## Übungsaufgabe 1
Gib den Teil der Auflistung, der mit ihrem Anfang beginnt und mit der Zeile endet, die „GeoJSON geometry per“ enthält, erneut wieder und ersetze darin „blurred spectator“ durch „blurred person“, ohne sonst etwas zu ändern. Lass das Bild in deiner Antwort weg.

## Vorliegender Text
======
Chronik/Wien

58-Jähriger starb in Schubhaft: Keiner ist schuld

„Klient hat mehrere Verbände auf den Füßen, dazwischen offene Stellen und ziemlich starke Verfärbungen. Liegt mit dem Rücken zu mir im Bett, gelbe Flecken auf dem Bettlaken deuten darauf hin, dass er ins Bett uriniert hat. Auf dem Tisch befinden sich mehrere Becher mit Tee/Kaffee (?) und ein Teller mit etwas eingetrocknetem Essen, außerdem sein Schubhaftbescheid.“

Die Zeilen, die ein Rechtsberater der Diakonie im vergangenen Juni notiert hat, beschrieben die Situation eines 58-jährigen Schubhäftlings, der im Polizeianhaltezentrum (PAZ) Rossauer Lände untergebracht war. Der Mann aus Ungarn starb in der darauffolgenden Nacht.

Plötzlicher Herztod

Fast ein Jahr später hat die Staatsanwaltschaft Wien die Ermittlungen in der Sache eingestellt. Zwei medizinische Gutachten waren eingeholt worden. Daraus ergab sich, dass der 58-jährige Herr M. eines natürlichen Todes gestorben ist. Und, dass er trotzdem haftfähig gewesen ist. „Eine stationäre Behandlung hätte den plötzlichen Herztod des Mannes nicht verhindert“, sagt Nina Bussek, Sprecherin der Staatsanwaltschaft.

Guckloch

Der Mann sei sehr krank gewesen. Seine Situation habe sich äußerst rasch verschlechtert. Er war in einer Einzelzelle untergebracht, halbstündlich wurden laut Polizei Sichtkontrollen durch das Guckloch der Zellentür durchgeführt – da hätten sich keine Auffälligkeiten gezeigt. Als ein Beamter am 12. Juni 2019 um 7 Uhr in der Früh die Zelle betrat, atmete Herr M. nicht mehr.
======
## Gespeicherte Dateneinträge
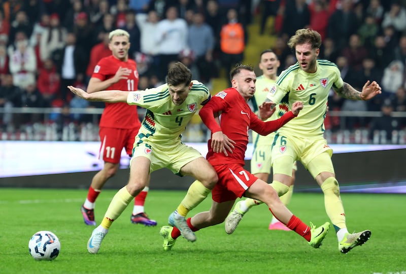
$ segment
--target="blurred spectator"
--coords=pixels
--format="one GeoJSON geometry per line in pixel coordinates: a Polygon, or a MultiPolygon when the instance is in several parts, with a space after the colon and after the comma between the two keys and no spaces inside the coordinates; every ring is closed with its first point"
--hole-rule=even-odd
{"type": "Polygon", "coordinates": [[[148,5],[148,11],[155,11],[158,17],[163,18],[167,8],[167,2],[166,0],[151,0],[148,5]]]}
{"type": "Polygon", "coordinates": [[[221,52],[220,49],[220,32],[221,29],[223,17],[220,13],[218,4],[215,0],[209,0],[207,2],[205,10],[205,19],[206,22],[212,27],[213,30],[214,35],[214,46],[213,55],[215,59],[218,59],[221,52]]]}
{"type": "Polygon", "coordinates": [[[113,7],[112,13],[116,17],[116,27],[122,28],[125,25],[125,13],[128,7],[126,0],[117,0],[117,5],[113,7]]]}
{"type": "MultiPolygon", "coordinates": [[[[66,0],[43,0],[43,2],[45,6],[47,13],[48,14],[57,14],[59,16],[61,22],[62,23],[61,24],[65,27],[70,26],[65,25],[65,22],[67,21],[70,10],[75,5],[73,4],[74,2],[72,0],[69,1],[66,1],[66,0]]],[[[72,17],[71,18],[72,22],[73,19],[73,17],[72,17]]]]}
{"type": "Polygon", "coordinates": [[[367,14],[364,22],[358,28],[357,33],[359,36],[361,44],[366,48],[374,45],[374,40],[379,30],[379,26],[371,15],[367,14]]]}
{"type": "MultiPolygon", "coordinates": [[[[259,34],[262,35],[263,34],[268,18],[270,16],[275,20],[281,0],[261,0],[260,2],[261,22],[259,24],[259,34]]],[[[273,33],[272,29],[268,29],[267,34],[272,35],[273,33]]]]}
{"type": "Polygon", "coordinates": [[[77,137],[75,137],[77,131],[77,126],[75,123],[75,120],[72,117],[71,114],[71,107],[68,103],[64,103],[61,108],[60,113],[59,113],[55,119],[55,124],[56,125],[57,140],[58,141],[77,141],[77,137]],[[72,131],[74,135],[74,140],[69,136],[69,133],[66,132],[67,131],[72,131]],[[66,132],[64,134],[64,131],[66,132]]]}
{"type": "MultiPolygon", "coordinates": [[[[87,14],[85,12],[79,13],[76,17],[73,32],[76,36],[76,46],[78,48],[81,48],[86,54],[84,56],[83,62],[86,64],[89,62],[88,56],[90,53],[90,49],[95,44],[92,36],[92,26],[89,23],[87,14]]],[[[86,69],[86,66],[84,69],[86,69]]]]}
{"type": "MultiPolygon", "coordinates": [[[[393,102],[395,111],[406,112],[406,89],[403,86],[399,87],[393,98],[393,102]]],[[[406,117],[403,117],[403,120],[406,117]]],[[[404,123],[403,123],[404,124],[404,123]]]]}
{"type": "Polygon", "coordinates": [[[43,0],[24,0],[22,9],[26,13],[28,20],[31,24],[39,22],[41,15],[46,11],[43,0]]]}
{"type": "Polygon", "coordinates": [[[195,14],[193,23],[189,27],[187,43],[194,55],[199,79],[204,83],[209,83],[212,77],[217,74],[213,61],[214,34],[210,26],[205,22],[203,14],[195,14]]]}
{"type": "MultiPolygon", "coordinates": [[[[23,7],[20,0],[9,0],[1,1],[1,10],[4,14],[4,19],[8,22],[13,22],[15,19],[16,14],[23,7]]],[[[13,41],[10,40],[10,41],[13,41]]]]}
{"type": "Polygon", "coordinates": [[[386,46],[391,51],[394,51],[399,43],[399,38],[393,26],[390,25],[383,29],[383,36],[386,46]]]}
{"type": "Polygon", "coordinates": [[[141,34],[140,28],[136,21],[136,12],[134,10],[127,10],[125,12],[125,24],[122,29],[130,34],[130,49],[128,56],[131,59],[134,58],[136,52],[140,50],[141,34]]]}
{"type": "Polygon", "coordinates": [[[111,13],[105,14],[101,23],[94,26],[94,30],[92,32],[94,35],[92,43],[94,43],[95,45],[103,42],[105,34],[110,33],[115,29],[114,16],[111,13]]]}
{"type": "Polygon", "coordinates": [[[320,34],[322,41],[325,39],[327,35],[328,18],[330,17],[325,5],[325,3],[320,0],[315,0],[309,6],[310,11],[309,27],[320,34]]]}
======
## Übungsaufgabe 2
Beantworte die folgenden Fragen zum Artikel über den Tod in der Schubhaft.
(a) Wer hat die einleitend zitierten Zeilen über den Zustand des Mannes notiert?
(b) Wie viele medizinische Gutachten wurden eingeholt?
(c) In welchem Abstand wurden laut Polizei die Sichtkontrollen durch das Guckloch durchgeführt?

## Lösung 1
$ segment
--target="blurred person"
--coords=pixels
--format="one GeoJSON geometry per line in pixel coordinates: a Polygon, or a MultiPolygon when the instance is in several parts, with a space after the colon and after the comma between the two keys and no spaces inside the coordinates; every ring is closed with its first point"

## Lösung 2
(a) Ein Rechtsberater der Diakonie.
(b) Zwei.
(c) Halbstündlich.